Your assignment
Where the line containing "Please drop a marker on the blurred background" appears in the entries below, start there and print only that line and every line after it, exactly, through the end, excluding pictures.

Data for processing
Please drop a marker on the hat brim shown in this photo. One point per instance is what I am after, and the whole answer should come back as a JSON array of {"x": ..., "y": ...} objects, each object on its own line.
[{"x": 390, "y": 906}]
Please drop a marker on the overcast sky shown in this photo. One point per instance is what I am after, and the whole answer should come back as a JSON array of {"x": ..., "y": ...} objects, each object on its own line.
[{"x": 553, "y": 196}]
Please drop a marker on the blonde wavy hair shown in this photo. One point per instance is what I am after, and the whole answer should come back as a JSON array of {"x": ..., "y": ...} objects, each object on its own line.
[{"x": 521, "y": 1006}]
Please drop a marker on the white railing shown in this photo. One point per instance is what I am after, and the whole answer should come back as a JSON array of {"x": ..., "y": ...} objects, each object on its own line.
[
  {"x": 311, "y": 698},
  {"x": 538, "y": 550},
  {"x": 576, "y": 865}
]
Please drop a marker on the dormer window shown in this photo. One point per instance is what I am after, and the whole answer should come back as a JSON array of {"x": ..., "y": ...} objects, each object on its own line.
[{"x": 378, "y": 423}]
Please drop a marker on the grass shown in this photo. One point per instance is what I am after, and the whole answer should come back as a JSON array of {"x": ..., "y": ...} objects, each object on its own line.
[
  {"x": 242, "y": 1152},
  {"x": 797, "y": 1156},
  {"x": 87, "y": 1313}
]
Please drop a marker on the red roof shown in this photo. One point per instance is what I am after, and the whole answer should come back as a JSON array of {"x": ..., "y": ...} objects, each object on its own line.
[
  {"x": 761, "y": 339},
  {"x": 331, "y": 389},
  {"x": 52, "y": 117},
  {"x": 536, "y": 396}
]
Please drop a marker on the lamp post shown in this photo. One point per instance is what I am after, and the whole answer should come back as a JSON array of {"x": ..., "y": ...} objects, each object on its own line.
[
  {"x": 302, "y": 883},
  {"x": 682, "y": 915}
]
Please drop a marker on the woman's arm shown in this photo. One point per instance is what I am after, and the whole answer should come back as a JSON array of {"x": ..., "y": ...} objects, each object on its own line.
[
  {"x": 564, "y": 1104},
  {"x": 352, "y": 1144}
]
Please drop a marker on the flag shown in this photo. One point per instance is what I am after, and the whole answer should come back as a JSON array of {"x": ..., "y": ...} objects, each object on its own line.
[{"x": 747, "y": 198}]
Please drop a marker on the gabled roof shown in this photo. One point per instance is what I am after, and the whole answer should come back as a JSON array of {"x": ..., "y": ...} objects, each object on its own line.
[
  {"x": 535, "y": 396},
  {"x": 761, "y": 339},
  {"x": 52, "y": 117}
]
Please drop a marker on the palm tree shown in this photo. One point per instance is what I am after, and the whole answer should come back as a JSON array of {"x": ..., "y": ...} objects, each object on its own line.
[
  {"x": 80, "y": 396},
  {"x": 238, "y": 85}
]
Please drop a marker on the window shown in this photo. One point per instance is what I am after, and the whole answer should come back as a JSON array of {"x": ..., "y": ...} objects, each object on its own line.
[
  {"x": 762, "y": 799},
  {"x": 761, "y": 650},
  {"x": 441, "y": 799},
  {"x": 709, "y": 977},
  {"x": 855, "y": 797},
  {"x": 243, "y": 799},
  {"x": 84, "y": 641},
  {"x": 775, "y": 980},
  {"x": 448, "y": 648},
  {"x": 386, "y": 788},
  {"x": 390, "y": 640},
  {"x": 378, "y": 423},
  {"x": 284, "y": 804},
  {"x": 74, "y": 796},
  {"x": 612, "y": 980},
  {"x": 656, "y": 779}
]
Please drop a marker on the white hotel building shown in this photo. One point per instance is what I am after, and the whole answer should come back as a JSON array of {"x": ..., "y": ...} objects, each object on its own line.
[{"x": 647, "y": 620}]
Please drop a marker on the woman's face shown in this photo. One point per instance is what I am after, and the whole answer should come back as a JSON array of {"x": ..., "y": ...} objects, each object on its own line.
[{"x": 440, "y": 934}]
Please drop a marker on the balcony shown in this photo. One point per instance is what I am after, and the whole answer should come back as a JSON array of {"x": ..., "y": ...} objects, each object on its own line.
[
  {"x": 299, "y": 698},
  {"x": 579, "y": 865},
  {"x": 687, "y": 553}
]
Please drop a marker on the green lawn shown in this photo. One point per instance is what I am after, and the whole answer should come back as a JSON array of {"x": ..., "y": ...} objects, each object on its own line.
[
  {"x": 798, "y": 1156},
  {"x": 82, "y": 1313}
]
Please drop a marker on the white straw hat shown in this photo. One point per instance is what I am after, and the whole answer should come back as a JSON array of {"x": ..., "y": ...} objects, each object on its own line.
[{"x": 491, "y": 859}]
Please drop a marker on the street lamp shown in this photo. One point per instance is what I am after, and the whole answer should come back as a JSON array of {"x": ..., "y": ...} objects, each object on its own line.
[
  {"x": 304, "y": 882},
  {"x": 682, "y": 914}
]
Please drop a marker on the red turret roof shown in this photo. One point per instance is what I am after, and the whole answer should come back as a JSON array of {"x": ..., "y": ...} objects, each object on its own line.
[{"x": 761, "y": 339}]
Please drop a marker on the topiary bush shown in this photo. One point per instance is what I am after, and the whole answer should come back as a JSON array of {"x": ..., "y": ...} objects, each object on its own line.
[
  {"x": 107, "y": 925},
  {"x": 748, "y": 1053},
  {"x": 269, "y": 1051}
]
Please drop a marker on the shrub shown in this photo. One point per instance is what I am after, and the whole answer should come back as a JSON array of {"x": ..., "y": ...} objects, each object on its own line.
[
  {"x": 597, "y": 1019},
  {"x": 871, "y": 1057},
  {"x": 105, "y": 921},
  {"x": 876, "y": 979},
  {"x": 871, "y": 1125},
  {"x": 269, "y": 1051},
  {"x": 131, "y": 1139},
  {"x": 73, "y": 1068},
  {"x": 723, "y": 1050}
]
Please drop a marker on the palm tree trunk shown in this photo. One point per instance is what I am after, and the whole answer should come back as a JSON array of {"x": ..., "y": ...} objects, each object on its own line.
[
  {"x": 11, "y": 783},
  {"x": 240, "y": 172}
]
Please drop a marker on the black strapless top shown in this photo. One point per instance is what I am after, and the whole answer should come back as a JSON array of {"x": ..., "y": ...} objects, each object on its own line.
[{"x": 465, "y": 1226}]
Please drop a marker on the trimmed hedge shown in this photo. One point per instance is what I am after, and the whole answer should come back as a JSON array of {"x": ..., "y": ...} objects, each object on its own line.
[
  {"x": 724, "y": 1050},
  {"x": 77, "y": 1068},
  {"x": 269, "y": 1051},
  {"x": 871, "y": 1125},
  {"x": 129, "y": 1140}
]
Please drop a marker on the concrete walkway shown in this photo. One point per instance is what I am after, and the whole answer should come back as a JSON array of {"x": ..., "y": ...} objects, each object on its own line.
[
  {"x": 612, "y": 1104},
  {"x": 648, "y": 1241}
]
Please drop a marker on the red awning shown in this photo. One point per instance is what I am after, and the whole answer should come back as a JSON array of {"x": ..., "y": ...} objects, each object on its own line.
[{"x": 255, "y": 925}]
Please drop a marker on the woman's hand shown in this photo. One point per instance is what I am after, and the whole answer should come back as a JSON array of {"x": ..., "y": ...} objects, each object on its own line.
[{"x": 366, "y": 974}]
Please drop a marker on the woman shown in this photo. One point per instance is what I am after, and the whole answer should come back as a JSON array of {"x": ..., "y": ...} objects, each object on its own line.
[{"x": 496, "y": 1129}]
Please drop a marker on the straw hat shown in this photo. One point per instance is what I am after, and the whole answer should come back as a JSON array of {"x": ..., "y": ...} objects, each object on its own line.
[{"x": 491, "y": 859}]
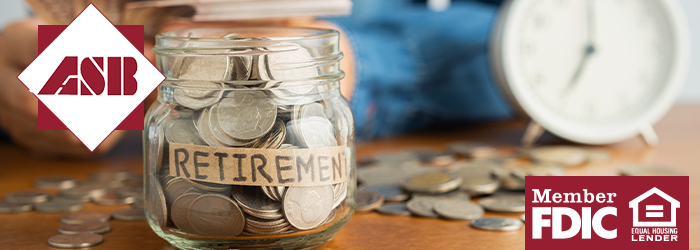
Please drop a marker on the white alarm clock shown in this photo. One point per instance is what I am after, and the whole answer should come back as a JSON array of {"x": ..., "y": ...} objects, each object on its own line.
[{"x": 592, "y": 71}]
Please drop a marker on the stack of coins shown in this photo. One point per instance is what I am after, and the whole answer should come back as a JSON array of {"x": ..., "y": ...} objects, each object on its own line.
[
  {"x": 61, "y": 193},
  {"x": 481, "y": 178},
  {"x": 236, "y": 102},
  {"x": 81, "y": 229}
]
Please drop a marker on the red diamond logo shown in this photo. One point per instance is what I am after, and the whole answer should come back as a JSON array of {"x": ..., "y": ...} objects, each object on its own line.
[{"x": 91, "y": 77}]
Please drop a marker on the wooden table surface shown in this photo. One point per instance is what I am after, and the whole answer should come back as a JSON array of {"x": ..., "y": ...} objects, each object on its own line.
[{"x": 679, "y": 133}]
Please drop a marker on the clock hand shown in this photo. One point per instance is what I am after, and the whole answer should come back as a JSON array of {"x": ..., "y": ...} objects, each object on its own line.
[{"x": 590, "y": 46}]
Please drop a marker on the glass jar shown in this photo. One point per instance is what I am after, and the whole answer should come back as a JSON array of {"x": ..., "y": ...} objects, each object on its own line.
[{"x": 250, "y": 144}]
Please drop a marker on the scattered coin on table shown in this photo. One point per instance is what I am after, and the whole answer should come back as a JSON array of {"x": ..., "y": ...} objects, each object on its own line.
[
  {"x": 389, "y": 192},
  {"x": 55, "y": 182},
  {"x": 397, "y": 208},
  {"x": 566, "y": 155},
  {"x": 27, "y": 196},
  {"x": 95, "y": 228},
  {"x": 6, "y": 207},
  {"x": 85, "y": 217},
  {"x": 497, "y": 224},
  {"x": 75, "y": 241},
  {"x": 504, "y": 203},
  {"x": 640, "y": 170},
  {"x": 59, "y": 206},
  {"x": 367, "y": 200},
  {"x": 458, "y": 209},
  {"x": 129, "y": 214}
]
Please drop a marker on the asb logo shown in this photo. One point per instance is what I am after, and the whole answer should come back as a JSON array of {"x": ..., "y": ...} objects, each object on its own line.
[
  {"x": 89, "y": 77},
  {"x": 607, "y": 212},
  {"x": 93, "y": 76}
]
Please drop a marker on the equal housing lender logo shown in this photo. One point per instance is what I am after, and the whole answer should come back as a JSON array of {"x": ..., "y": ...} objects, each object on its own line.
[
  {"x": 607, "y": 212},
  {"x": 91, "y": 77}
]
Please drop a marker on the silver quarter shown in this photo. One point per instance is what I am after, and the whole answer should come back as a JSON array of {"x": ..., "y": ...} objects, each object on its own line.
[
  {"x": 307, "y": 207},
  {"x": 157, "y": 207},
  {"x": 245, "y": 115},
  {"x": 312, "y": 132},
  {"x": 218, "y": 132},
  {"x": 497, "y": 224},
  {"x": 180, "y": 212},
  {"x": 253, "y": 198},
  {"x": 216, "y": 215}
]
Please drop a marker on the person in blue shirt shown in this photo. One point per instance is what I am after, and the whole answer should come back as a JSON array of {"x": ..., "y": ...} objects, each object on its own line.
[{"x": 407, "y": 68}]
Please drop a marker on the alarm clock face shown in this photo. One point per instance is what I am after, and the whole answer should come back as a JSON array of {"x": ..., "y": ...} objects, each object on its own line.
[{"x": 594, "y": 71}]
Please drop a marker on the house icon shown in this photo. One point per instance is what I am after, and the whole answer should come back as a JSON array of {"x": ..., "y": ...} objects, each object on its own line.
[{"x": 654, "y": 210}]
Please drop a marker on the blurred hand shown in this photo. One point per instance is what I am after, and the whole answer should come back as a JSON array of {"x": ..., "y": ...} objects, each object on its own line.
[{"x": 18, "y": 106}]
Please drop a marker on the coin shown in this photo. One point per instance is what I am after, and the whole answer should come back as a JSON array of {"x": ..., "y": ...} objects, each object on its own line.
[
  {"x": 471, "y": 149},
  {"x": 504, "y": 203},
  {"x": 480, "y": 186},
  {"x": 496, "y": 224},
  {"x": 27, "y": 196},
  {"x": 433, "y": 182},
  {"x": 85, "y": 217},
  {"x": 340, "y": 191},
  {"x": 110, "y": 174},
  {"x": 95, "y": 228},
  {"x": 173, "y": 189},
  {"x": 182, "y": 131},
  {"x": 111, "y": 199},
  {"x": 307, "y": 207},
  {"x": 389, "y": 192},
  {"x": 180, "y": 212},
  {"x": 129, "y": 214},
  {"x": 422, "y": 207},
  {"x": 55, "y": 182},
  {"x": 204, "y": 128},
  {"x": 157, "y": 207},
  {"x": 367, "y": 200},
  {"x": 218, "y": 132},
  {"x": 245, "y": 115},
  {"x": 274, "y": 138},
  {"x": 565, "y": 155},
  {"x": 398, "y": 208},
  {"x": 458, "y": 209},
  {"x": 312, "y": 132},
  {"x": 598, "y": 155},
  {"x": 6, "y": 207},
  {"x": 216, "y": 215},
  {"x": 453, "y": 195},
  {"x": 59, "y": 206},
  {"x": 75, "y": 241},
  {"x": 254, "y": 199},
  {"x": 634, "y": 170},
  {"x": 85, "y": 191}
]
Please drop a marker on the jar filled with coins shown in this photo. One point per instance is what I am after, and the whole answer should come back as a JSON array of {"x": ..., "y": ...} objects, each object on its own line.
[{"x": 250, "y": 144}]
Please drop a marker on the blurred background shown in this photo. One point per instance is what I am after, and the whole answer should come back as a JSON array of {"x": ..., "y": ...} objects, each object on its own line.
[{"x": 410, "y": 64}]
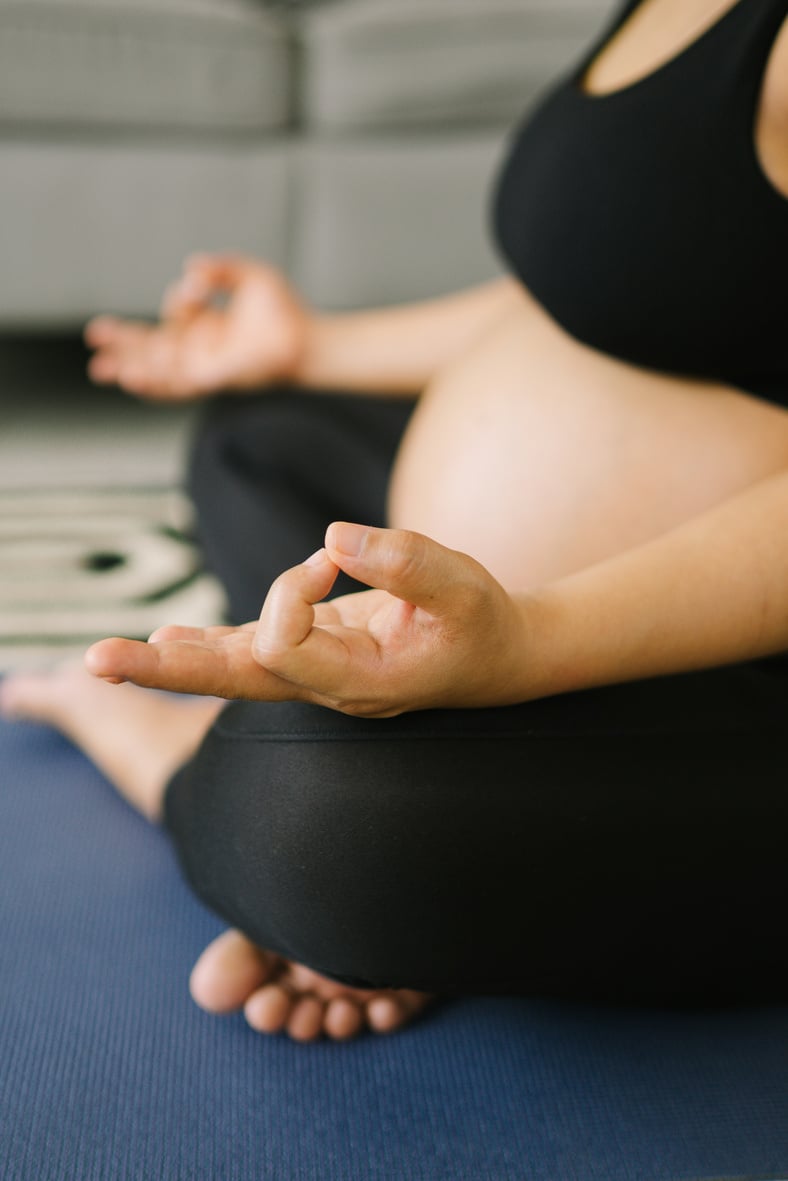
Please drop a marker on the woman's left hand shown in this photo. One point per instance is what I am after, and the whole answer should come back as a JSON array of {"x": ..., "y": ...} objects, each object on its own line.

Exercise solution
Please drop a marker on the blurred background shown in this photo. One point per instance is what I am after, and the whole answer should come back as a JSON array of {"x": ..., "y": ...} objects, each object on its own line.
[{"x": 410, "y": 64}]
Please drop a marker on the woman's left hand shown in this photo. One point per instance is what I am after, and the whole answer should come back as a JSON array of {"x": ..., "y": ...} objects, each object on its own line.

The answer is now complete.